- _Directions_
A. In the post about maintaining HTTP connections, list the numbered steps of the multiple-GET method it quotes.
B. Please extend the post about maintaining HTTP connections past its last line, in its own voice.

--- begin Document segment ---

Re: Maintaining HTTP connections...

Daniel W. Connolly (connolly@hal.com)
Wed, 27 Jul 1994 18:56:39 -0500


In message <9407272336.AA15990@Xenon.Stanford.EDU>, Christian L. Mogensen write
s:
>
>However, it would be nice if the server were smart enough to understand
>'compound objects' like pages:
> THis is an HTML page and these are the GIFs that go along with it,
> served as a Multipart msg: HTML, gif, gif, gif

[Sorry... I took a thread from the www-speed list and cross-posted
it to www-talk. I gues I didn't give enough background while I
was at it.]

Yes... a compound document architecture would do the world a lot
of good. But it's complex and messy. In the mean time, doing
multiple HTTP transactions over one TCP connection is a cheap
hack with big potential win.

>A nicer method would be to allow multiple GETs within a request.
>(or have I missed something) - so
> 1. get page
> 2. figure out which components need to be fetched. (modulo cached objs)
> 3. issue one request for all these objects
> 4. Receive one multipart mesg.

--- end Document segment ---
--- begin Stored rows ---

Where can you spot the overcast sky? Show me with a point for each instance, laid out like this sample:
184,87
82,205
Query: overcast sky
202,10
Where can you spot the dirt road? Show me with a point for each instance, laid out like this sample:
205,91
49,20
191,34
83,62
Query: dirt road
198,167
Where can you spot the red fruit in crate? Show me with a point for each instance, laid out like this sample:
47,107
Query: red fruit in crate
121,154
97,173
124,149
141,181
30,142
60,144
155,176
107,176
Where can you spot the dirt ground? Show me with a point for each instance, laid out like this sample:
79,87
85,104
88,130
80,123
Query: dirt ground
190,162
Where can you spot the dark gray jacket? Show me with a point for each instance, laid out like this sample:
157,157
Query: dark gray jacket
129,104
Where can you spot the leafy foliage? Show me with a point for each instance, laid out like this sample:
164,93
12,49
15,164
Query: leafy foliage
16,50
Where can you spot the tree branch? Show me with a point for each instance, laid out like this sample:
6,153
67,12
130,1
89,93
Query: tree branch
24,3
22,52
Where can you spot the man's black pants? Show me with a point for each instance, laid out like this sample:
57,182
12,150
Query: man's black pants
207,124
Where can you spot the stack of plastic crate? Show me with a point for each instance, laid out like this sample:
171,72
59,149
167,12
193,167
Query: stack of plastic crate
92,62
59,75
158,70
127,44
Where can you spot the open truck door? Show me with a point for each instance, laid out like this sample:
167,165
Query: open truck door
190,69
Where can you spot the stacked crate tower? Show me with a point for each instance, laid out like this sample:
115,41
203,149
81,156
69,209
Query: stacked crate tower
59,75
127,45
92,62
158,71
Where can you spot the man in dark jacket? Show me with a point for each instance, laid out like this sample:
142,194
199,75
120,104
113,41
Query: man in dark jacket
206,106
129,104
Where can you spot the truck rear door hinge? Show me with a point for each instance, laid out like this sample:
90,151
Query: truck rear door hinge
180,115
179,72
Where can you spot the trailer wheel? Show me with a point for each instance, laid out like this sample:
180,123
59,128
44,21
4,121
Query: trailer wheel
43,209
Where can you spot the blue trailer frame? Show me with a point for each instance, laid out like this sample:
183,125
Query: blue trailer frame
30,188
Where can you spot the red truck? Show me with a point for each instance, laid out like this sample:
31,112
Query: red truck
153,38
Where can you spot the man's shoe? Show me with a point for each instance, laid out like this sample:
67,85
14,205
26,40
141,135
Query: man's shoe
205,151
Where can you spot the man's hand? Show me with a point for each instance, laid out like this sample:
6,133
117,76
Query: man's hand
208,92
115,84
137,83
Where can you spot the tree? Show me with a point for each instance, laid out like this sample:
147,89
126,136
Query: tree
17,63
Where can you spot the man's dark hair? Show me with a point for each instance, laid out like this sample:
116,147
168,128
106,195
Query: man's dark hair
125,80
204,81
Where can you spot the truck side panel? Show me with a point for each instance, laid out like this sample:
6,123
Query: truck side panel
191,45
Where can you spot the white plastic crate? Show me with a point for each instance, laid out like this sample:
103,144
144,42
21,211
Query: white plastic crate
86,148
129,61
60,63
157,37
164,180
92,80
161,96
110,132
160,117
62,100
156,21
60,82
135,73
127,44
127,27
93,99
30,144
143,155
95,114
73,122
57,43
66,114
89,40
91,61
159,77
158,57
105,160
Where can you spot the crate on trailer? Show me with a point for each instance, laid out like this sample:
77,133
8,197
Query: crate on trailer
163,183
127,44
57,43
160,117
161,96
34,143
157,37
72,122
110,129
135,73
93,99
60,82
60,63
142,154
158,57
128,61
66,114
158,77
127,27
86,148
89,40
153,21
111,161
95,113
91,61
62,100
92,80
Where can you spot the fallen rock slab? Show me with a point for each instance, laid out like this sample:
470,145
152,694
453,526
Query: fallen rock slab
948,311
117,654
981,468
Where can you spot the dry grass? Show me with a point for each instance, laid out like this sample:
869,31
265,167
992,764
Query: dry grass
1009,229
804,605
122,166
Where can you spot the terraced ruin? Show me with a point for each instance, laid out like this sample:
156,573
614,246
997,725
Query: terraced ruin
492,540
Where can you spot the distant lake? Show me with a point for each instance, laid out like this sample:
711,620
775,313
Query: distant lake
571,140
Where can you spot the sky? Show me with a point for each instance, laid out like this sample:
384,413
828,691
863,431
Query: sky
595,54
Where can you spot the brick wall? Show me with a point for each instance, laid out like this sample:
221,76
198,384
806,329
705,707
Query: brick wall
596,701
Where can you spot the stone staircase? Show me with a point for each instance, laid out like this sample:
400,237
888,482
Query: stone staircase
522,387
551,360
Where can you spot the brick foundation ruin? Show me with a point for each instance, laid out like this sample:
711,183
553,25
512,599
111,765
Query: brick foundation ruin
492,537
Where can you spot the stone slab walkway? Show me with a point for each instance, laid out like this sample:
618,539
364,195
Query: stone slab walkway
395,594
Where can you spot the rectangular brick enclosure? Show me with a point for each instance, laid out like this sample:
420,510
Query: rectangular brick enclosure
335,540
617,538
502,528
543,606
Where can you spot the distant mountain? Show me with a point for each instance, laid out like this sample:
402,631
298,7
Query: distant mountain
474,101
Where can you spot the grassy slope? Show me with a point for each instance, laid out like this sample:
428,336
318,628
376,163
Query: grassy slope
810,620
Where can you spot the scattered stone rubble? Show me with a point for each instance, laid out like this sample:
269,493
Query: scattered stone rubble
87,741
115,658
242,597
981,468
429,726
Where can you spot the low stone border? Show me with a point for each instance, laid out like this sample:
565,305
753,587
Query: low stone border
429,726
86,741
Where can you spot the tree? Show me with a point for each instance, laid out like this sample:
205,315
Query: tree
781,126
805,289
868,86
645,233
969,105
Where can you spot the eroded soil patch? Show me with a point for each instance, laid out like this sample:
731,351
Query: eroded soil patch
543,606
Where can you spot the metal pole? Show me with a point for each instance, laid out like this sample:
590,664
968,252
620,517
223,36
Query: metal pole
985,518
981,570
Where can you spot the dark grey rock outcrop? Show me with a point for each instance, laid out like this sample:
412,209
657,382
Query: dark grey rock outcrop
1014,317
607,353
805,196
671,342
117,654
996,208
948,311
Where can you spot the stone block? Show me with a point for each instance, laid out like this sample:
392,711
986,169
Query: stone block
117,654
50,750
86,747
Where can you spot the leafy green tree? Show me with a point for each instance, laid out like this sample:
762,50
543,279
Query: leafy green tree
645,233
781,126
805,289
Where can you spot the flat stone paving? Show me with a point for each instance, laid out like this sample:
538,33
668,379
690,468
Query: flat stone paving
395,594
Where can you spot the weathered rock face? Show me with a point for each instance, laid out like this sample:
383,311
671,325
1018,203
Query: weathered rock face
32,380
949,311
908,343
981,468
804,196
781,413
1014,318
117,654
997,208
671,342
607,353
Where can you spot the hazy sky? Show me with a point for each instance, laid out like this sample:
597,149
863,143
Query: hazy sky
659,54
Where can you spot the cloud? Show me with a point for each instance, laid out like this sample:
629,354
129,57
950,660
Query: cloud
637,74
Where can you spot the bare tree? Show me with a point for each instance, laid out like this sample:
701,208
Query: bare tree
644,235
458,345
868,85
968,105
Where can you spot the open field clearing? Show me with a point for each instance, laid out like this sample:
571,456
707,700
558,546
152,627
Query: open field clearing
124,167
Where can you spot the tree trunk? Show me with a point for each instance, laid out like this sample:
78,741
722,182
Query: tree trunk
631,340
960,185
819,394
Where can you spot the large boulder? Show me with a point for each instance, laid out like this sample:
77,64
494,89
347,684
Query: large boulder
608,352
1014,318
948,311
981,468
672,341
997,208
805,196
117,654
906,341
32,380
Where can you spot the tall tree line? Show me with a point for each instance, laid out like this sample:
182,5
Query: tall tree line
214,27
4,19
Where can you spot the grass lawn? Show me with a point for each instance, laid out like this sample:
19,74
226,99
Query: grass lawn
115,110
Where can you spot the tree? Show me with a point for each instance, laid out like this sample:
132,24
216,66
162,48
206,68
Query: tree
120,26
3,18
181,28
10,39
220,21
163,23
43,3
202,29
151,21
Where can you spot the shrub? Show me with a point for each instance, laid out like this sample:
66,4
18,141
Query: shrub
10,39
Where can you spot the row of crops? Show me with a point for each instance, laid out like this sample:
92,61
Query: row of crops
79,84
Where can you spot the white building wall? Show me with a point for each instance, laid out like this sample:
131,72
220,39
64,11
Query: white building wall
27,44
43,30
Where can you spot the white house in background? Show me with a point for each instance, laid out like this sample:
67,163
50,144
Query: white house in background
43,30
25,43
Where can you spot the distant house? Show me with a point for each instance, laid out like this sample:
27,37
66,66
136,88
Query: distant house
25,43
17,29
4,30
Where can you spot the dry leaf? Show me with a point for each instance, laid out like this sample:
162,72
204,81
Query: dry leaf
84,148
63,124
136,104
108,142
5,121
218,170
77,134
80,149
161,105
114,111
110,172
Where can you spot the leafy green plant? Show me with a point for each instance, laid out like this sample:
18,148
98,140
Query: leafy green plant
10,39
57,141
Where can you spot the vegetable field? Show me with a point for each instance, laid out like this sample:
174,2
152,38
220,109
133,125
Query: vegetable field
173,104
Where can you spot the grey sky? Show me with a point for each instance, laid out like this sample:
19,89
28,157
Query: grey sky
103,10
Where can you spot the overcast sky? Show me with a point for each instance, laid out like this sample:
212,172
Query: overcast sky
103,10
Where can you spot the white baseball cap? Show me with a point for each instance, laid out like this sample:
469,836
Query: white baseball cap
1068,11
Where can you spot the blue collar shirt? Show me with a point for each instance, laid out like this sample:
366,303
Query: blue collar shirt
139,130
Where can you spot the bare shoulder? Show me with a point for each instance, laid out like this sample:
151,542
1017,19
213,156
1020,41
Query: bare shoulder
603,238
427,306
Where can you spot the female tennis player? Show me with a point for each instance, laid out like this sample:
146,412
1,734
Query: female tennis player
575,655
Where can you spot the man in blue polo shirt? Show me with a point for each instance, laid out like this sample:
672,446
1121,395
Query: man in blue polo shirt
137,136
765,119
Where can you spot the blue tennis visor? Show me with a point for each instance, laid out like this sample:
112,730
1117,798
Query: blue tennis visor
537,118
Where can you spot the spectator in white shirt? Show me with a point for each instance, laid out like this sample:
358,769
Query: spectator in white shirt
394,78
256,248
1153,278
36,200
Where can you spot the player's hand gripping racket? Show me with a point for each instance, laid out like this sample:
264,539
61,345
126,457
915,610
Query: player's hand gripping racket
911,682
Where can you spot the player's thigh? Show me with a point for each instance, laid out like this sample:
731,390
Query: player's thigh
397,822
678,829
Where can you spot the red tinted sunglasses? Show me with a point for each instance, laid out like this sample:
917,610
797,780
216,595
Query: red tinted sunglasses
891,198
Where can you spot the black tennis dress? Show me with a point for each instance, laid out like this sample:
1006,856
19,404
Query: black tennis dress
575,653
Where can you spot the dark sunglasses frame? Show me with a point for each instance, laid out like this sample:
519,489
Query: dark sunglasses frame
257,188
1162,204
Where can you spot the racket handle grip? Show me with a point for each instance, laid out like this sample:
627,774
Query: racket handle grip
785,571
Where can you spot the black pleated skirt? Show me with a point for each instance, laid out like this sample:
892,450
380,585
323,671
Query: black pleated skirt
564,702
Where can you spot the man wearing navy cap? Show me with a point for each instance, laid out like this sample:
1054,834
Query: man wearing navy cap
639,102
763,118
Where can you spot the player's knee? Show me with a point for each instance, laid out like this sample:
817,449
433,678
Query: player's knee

--- end Stored rows ---

- _Results of the exercise_
A.
1. get page
2. figure out which components need to be fetched. (modulo cached objs)
3. issue one request for all these objects
4. Receive one multipart mesg.

B.
Just try looking at this another way:

1. Client opens connection to Server
2. Client sends request for page, with Pragma: keep-connection
3. Server sends HTML, but doensn't close the connection
4. Client examines HTML, finds a number of IMG SRC=...
5. Client sends a request to get each IMG over the same
connection
6. Server responds to each request as usual, except without
closing the connection
7. Client closes the connection.

Rather than multiple GETs in a request, we try multiple requests
in one TCP session. Hmmm... a lot of headers get repeated.
Perhaps this is what simon was saying about Accept: headers.

>So - any chance of this becoming useful?

Looks like it, as soon as somebody codes it up!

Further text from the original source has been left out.